[AIM OF THE TASK]
Restate the entries below verbatim.

[DATASET EXCERPTS]
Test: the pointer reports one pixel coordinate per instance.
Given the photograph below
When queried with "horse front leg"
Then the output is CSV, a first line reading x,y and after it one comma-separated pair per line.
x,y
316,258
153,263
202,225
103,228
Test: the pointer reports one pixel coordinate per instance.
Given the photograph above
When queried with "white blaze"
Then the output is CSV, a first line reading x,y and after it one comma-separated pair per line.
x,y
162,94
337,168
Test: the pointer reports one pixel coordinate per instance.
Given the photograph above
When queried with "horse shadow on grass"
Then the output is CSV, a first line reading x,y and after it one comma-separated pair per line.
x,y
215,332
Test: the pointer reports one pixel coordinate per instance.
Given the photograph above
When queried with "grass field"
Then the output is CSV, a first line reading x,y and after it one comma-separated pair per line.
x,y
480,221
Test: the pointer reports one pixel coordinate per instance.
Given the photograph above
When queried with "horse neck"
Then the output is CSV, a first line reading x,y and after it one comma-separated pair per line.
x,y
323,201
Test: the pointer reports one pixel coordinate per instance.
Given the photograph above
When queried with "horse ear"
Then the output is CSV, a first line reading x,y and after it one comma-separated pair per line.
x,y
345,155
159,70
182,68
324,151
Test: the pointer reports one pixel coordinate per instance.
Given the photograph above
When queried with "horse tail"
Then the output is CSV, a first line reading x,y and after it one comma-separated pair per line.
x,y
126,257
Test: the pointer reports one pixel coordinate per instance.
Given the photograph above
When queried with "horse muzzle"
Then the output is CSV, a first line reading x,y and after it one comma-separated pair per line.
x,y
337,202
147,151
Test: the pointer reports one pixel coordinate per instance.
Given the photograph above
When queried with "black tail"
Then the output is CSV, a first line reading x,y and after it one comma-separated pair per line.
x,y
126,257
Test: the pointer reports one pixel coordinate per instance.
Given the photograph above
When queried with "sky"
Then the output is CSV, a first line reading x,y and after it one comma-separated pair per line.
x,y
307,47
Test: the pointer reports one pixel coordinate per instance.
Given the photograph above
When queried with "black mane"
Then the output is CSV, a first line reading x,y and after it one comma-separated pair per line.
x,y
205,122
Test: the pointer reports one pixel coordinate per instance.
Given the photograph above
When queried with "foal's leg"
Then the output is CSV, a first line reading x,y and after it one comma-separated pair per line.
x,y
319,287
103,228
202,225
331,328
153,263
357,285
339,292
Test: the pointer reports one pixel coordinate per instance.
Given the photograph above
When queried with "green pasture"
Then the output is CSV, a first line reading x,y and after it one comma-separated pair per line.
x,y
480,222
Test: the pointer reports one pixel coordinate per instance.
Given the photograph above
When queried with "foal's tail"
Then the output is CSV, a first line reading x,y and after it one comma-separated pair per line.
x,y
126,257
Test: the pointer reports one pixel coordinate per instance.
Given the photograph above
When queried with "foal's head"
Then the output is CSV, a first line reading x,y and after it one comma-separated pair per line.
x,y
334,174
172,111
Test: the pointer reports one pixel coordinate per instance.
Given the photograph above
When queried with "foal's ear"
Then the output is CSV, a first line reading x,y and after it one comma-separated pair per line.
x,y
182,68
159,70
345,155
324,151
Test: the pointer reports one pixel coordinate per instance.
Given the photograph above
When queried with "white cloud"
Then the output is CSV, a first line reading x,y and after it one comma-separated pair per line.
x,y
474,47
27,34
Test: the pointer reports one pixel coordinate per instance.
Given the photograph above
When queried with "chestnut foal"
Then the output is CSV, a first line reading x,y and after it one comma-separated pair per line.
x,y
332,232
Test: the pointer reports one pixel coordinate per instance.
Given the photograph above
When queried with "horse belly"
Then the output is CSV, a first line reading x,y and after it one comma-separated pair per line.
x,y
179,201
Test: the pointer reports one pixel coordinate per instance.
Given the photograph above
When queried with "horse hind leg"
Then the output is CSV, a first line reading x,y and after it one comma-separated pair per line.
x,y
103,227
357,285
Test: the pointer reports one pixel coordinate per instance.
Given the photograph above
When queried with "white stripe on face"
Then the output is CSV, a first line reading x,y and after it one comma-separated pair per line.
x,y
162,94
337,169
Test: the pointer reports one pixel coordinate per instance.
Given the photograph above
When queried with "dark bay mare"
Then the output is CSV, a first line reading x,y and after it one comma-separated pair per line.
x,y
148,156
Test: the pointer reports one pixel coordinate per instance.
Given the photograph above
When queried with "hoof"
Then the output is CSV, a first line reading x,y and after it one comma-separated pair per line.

[RESPONSE TO THIS EXERCISE]
Test: the pointer reports one pixel coordinate per instance.
Given the photograph below
When queried with "horse front leg"
Then the output is CSV, a first line reading x,y and after it one comma-separated pair per line.
x,y
316,258
153,263
202,225
103,228
Test: the pointer reports one pixel coordinate per instance.
Given the photograph above
When queried with "white blaze"
Then the output is CSV, a first line reading x,y and after it one comma-separated pair per line.
x,y
162,94
337,168
Test: the pointer reports one pixel coordinate per instance.
Given the photograph above
When queried with "horse shadow on grass"
Then the output is CSV, a first line reading x,y and after it one comma-separated pair per line.
x,y
215,332
Test: the pointer reports one pixel coordinate per instance.
Given the photograph above
When queried with "grass field"
Then the output is CSV, a first line reading x,y and after it one comma-separated pair per line.
x,y
480,221
Test: the pointer reports one pixel coordinate per instance.
Given the photograph above
When queried with "horse neck"
Then the output is CSV, a first line reading x,y and after it one comma-separated pair per line.
x,y
323,201
Test: the pointer reports one pixel coordinate per instance.
Given the photograph above
When queried with "horse ear"
Then the output is CSV, a first line reading x,y and after it one comma-separated pair per line.
x,y
345,155
159,70
182,68
324,151
Test: the pointer reports one pixel coordinate per instance.
Given the photograph above
When queried with "horse tail"
Then the output is CSV, a first line reading x,y and after it one comma-separated pair per line.
x,y
126,257
Test: the pointer reports one pixel coordinate per instance.
Given the photograph above
When queried with "horse muzzle"
Then the output is CSV, a first line reading x,y and after it one comma-separated pair per line.
x,y
337,202
147,151
Test: the pointer reports one pixel coordinate per instance.
Given the photograph above
When queried with "black tail"
Then the output is CSV, a first line reading x,y and after it one comma-separated pair per line.
x,y
126,257
Test: the pointer reports one pixel coordinate per instance.
Given the photograph above
When queried with "sky"
Then the output is CSV, a first line reading x,y and after it one comma-separated pair per line.
x,y
307,47
Test: the pointer reports one pixel coordinate per instance.
Given the photograph above
When queried with "black mane"
Then the output is CSV, a first line reading x,y and after it one comma-separated pair per line.
x,y
205,122
Test: the pointer reports one pixel coordinate per instance.
Given the photograph above
When queried with "foal's leg"
Then the output is CSV, a first line reading x,y and after it one comma-separated pair per line.
x,y
319,287
103,228
202,225
331,328
153,263
357,285
339,292
Test: the pointer reports one pixel coordinate per instance.
Given the photograph above
When queried with "green pasture"
Then the output is CSV, a first line reading x,y and after it one comma-separated pair per line.
x,y
480,222
Test: the pointer reports one pixel coordinate per instance.
Given the photograph above
When queried with "foal's tail"
Then the output is CSV, a first line reading x,y and after it one comma-separated pair per line.
x,y
126,257
Test: the pointer reports one pixel coordinate per instance.
Given the photograph above
When queried with "foal's head"
Then the output is CSV, a first line reading x,y and after it one comma-separated pair per line.
x,y
334,174
172,111
Test: the pointer reports one pixel coordinate per instance.
Given the photograph above
When queried with "foal's ear"
Then the output is CSV, a first line reading x,y and after it one comma-separated pair per line.
x,y
182,68
159,70
345,155
324,151
Test: the pointer reports one pixel coordinate per instance.
Given the photograph above
When queried with "white cloud"
Then the output is CSV, a first line reading x,y and after it one comma-separated pair per line.
x,y
474,47
27,34
Test: the pointer reports one pixel coordinate per instance.
Given the photograph above
When queried with "chestnut foal"
Then the output is CSV, a first line reading x,y and after it one comma-separated pair per line.
x,y
332,232
Test: the pointer reports one pixel coordinate per instance.
Given the photograph above
When queried with "horse belly"
Then the output is CSV, a first line reading x,y and after it one comma-separated pair per line.
x,y
179,201
Test: the pointer reports one pixel coordinate per instance.
Given the photograph above
When queried with "horse hind leg"
Then the output is CSV, a first line reading x,y and after it one comma-separated pair per line.
x,y
103,227
357,285
Test: the pointer reports one pixel coordinate per instance.
Given the photograph above
When queried with "white stripe on face"
Then the output is CSV, a first line reading x,y and after it one comma-separated pair per line.
x,y
162,94
337,169
Test: the pointer reports one pixel coordinate per instance.
Given the photograph above
When queried with "dark bay mare"
Then the output is CSV, a first line reading x,y and after it one comma-separated pair per line.
x,y
148,156
Test: the pointer reports one pixel coordinate per instance.
Given the photograph above
When queried with "hoof"
Then the output is CSV, a first line reading x,y and after it one comma-separated pair per line.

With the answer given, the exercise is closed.